**TASK DETAILS**
Repeat every one of the records below word for word, keeping each line in its original order.
..........
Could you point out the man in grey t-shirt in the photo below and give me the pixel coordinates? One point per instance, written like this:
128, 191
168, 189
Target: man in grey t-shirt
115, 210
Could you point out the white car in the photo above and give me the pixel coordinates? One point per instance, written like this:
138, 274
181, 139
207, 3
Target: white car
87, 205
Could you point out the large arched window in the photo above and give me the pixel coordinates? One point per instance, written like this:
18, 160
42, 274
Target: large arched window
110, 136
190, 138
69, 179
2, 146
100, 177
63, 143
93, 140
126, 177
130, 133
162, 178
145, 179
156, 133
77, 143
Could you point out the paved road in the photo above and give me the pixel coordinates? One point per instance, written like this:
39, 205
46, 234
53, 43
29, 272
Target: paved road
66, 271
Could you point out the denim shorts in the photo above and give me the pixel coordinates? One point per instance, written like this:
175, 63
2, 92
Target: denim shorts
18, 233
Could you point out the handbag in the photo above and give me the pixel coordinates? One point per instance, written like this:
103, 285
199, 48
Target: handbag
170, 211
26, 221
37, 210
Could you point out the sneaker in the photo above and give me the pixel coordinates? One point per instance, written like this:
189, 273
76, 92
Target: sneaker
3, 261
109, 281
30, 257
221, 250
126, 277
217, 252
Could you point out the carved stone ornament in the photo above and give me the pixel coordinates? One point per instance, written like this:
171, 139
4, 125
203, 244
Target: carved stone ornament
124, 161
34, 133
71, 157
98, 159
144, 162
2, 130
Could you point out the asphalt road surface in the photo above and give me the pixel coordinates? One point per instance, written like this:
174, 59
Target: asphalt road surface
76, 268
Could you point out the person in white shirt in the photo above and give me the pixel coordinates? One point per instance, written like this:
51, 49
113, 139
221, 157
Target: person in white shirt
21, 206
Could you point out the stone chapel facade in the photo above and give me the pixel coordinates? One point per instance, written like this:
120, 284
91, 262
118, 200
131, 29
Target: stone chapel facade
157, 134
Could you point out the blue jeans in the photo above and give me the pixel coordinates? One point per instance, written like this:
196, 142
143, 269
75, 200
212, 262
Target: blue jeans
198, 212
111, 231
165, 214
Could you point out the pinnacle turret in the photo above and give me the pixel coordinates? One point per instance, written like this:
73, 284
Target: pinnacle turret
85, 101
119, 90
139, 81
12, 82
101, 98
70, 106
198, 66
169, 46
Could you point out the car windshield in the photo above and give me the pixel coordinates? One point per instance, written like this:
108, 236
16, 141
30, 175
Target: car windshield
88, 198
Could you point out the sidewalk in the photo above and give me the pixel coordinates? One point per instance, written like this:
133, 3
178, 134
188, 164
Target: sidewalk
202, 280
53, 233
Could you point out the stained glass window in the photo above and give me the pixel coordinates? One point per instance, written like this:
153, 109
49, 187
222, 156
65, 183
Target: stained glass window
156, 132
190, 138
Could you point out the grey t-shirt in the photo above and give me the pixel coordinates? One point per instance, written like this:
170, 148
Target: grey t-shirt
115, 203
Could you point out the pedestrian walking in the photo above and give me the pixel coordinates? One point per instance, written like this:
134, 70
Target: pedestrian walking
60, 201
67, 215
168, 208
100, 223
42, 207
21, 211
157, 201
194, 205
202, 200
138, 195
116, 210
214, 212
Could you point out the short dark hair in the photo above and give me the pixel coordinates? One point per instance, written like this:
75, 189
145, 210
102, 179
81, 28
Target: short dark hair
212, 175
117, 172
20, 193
..........
**FINAL RESULT**
Could you point out the man in grey t-shirt in the photo below and give me the pixel coordinates? One point per instance, written like this:
128, 191
168, 189
Target: man in grey t-shirt
115, 210
Could you point out the white car in the photo above and give me the pixel coordinates? One point per instance, written like this:
138, 274
181, 139
207, 3
Target: white car
87, 205
Could you point out the large arched window in the photo above and give me the pixel coordinates? One point per instance, written like this:
18, 160
42, 274
Target: large arched window
110, 136
190, 138
69, 179
2, 146
100, 177
63, 143
93, 140
126, 177
130, 133
162, 178
145, 179
156, 133
77, 143
Could you point out the paved road in the photo above and give me the pixel coordinates? One point per instance, written like this:
39, 205
46, 234
53, 43
29, 272
Target: paved road
66, 271
Could you point out the denim shorts in the photo above and give me the pixel coordinates? One point per instance, written like this:
175, 63
2, 92
Target: denim shorts
18, 233
Could you point out the handbag in the photo above and give me the pixel coordinates? One point per instance, written like this:
103, 285
199, 48
Target: handbag
170, 211
26, 221
37, 210
Could you point out the sneaker in the photo above and give me the pixel coordinates? One point per instance, written like this:
189, 273
76, 92
Target: sneaker
3, 261
109, 281
30, 257
221, 250
126, 277
217, 252
Could you point out the carved stone ornament in the photo above and give me the pixel coordinates? One point per instance, written like this:
171, 139
4, 125
203, 244
Target: carved stone ornament
124, 161
34, 133
71, 157
98, 159
144, 162
2, 130
Could you point out the asphalt road surface in the photo above and give me the pixel coordinates? One point per instance, written like this:
174, 59
Target: asphalt road surface
76, 268
Could you point out the person in white shirt in the photo above and give me the pixel coordinates? One point per instance, written like this:
51, 49
113, 139
221, 157
Target: person in white shirt
21, 206
Could you point out the stone chapel facade in the photo above and give me the pixel coordinates? One point per instance, written like this:
120, 284
91, 262
118, 200
131, 29
Target: stone chapel facade
157, 134
Could you point out the blue jeans in the photo above and give me the pixel coordinates? One point per instance, written like this:
196, 142
143, 269
75, 200
212, 262
Target: blue jeans
198, 212
111, 231
165, 214
Could you point out the pinnacle turret in the photo above and give me the pixel coordinates? One point per instance, written like this:
73, 284
Target: pinnacle turret
85, 101
119, 90
139, 81
12, 82
101, 98
70, 106
198, 66
169, 46
Could you point out the car windshield in the photo above and give me the pixel coordinates? One point per instance, written like this:
108, 236
16, 141
30, 175
Target: car windshield
88, 198
Could you point out the sidewalk in the photo above and give me the pixel coordinates? One point per instance, written like this:
133, 3
178, 134
188, 164
Target: sidewalk
202, 280
53, 233
Could you point out the stained glass window in the photo above and give me the pixel coordinates? One point per instance, written like this:
153, 109
49, 187
222, 156
65, 183
Target: stained glass window
156, 132
190, 138
Could you point out the grey t-shirt in the photo above and give me the pixel coordinates? One point per instance, written like this:
170, 148
Target: grey t-shirt
115, 203
Could you point out the pedestrian walking in the photo above and give me the pixel coordinates? One point per instance, written like this:
134, 70
Target: pedestrian walking
60, 201
67, 215
168, 208
100, 223
42, 207
21, 211
157, 201
194, 205
202, 200
138, 195
116, 210
214, 212
Could you point out the short dark hair in the photo above and give me the pixel coordinates? One point per instance, written like this:
75, 189
145, 210
102, 179
81, 28
Target: short dark hair
212, 175
117, 172
20, 193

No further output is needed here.